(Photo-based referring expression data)
★ ★ ★
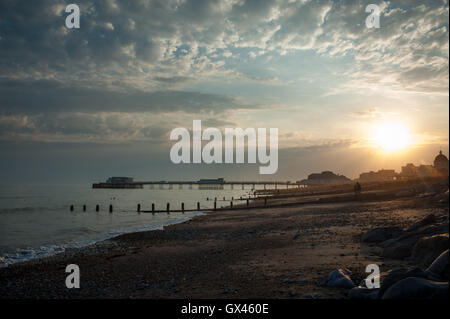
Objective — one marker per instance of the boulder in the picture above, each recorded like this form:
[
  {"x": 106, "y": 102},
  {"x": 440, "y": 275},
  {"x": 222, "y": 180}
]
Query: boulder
[
  {"x": 381, "y": 234},
  {"x": 400, "y": 248},
  {"x": 439, "y": 269},
  {"x": 427, "y": 249},
  {"x": 417, "y": 288},
  {"x": 396, "y": 275},
  {"x": 426, "y": 221},
  {"x": 363, "y": 293},
  {"x": 338, "y": 278},
  {"x": 405, "y": 193}
]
★ ★ ★
Task description
Print the records above verbatim, pictures excluded.

Task solution
Objective — one marker per instance of the boulder in the picture above, each recorded like this form:
[
  {"x": 106, "y": 102},
  {"x": 440, "y": 275},
  {"x": 222, "y": 180}
]
Query: boulder
[
  {"x": 381, "y": 234},
  {"x": 400, "y": 248},
  {"x": 439, "y": 269},
  {"x": 427, "y": 249},
  {"x": 417, "y": 288},
  {"x": 396, "y": 275},
  {"x": 426, "y": 221},
  {"x": 363, "y": 293},
  {"x": 338, "y": 278},
  {"x": 405, "y": 193}
]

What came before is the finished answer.